• _PROMPT_
Let the output be exactly the lines from the one containing "Each instance receives one keypoint. Mark the green" through the end of the records below, both included.

(Natural-language object grounding data)

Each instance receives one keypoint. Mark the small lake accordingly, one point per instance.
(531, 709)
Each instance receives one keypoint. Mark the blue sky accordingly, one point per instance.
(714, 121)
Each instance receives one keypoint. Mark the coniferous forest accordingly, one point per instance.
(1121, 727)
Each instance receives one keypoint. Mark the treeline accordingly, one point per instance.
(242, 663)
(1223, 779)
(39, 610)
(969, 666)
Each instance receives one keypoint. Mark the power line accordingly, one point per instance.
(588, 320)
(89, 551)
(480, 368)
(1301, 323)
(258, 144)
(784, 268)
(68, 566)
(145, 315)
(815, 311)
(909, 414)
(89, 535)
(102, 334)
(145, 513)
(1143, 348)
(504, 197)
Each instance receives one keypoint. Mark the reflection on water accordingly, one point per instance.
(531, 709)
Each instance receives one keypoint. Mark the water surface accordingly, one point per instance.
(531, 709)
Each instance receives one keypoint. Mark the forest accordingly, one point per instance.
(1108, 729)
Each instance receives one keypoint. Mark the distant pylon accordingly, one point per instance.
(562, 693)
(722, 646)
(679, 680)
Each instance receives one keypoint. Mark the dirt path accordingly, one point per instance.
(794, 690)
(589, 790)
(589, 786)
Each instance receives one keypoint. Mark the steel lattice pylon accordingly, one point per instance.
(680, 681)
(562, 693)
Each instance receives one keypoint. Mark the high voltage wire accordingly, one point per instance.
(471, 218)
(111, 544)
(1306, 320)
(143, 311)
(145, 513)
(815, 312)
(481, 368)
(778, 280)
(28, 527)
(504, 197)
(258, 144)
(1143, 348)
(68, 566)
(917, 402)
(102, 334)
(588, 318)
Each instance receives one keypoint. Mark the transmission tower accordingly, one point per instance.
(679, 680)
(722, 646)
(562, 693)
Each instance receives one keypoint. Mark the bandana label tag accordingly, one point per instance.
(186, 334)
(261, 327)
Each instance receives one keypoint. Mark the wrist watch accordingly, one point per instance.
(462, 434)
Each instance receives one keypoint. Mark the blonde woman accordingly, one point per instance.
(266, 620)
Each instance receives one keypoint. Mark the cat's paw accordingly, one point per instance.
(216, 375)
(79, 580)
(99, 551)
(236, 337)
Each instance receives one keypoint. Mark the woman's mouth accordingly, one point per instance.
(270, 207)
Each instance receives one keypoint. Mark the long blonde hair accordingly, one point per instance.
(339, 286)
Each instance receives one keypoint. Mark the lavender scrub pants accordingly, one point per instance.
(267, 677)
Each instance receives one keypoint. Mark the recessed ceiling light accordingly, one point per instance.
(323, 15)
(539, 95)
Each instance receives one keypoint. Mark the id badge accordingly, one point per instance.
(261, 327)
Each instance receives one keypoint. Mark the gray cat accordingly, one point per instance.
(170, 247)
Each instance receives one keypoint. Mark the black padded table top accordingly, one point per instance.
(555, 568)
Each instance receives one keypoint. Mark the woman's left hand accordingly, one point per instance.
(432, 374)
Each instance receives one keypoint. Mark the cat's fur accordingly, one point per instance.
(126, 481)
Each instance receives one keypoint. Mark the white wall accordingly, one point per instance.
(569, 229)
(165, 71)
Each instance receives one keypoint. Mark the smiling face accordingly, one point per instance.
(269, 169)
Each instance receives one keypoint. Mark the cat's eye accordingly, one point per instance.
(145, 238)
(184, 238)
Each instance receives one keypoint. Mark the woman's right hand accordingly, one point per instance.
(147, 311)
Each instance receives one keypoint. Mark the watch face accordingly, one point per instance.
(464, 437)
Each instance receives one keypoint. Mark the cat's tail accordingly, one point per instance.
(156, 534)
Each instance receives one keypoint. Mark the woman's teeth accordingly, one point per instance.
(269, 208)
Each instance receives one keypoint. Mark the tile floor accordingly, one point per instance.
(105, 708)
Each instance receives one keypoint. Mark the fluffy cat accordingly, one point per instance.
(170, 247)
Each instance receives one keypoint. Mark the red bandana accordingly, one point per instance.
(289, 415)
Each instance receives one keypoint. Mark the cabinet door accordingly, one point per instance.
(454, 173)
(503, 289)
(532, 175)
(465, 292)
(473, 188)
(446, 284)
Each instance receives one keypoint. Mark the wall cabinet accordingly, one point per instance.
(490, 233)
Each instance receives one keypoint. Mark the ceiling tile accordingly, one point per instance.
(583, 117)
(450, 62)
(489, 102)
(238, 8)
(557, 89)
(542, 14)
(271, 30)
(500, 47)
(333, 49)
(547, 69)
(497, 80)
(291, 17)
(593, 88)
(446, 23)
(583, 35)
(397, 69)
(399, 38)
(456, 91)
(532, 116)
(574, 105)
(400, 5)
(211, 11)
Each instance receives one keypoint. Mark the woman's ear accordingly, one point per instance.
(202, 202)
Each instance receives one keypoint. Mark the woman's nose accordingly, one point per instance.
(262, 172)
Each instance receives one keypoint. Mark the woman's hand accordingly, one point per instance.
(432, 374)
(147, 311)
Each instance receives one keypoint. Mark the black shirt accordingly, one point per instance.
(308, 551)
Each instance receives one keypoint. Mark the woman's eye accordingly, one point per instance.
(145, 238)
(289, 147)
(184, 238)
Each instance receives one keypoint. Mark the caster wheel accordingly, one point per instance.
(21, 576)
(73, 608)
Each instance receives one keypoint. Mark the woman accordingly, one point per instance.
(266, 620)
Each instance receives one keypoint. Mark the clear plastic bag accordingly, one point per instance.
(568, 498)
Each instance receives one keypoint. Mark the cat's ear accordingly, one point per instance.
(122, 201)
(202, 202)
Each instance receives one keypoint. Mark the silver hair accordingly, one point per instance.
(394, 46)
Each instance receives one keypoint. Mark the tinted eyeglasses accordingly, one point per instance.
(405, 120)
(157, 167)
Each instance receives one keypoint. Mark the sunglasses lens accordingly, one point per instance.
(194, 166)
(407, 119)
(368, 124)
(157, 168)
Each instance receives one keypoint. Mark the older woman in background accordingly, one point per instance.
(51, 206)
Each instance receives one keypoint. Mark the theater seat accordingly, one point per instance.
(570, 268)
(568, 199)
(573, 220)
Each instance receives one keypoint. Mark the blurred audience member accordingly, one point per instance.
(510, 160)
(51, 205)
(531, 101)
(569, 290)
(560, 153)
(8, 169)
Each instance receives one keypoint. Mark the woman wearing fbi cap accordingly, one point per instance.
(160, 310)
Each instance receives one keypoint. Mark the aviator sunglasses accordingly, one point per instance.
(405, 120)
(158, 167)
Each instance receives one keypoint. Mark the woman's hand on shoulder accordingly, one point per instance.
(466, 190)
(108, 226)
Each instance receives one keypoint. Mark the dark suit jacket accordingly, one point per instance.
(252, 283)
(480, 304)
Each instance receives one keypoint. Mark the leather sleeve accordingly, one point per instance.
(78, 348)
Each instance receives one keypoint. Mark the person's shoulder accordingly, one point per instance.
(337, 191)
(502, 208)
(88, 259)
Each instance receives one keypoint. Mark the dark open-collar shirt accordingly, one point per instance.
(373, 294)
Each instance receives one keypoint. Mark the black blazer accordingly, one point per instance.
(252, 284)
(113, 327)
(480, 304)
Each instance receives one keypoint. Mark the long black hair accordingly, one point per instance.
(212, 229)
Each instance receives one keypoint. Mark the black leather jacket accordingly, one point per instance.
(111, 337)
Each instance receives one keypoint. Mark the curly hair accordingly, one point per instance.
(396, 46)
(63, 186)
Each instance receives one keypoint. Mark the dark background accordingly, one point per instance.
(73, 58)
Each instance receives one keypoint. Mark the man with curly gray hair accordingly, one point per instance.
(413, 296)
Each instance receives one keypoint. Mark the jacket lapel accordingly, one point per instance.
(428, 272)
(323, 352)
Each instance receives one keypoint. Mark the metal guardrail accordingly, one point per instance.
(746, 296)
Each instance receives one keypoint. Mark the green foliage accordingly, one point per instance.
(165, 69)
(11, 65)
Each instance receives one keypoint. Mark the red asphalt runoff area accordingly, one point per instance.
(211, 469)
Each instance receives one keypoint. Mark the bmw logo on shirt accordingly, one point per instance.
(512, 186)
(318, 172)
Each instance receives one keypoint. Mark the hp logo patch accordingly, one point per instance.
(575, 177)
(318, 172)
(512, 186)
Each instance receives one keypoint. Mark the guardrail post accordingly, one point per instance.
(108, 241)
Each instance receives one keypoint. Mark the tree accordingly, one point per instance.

• _SOLUTION TO THIS EXERCISE_
Each instance receives one keypoint. Mark the green foliage accordingly, one point per instance.
(165, 69)
(11, 65)
Each instance receives one keypoint. Mark the red asphalt runoff area accordingly, one point per instance.
(211, 469)
Each instance receives one keypoint. Mark the bmw logo on shirt accordingly, one point per instance.
(512, 186)
(318, 172)
Each instance receives one keypoint. Mark the hp logo patch accordingly, one point per instance.
(575, 177)
(318, 172)
(512, 186)
Each instance receives one keypoint. Mark the guardrail post accordingly, one point per instance.
(108, 241)
Each instance receives one keypoint. Mark the tree accordingly, one point per instance.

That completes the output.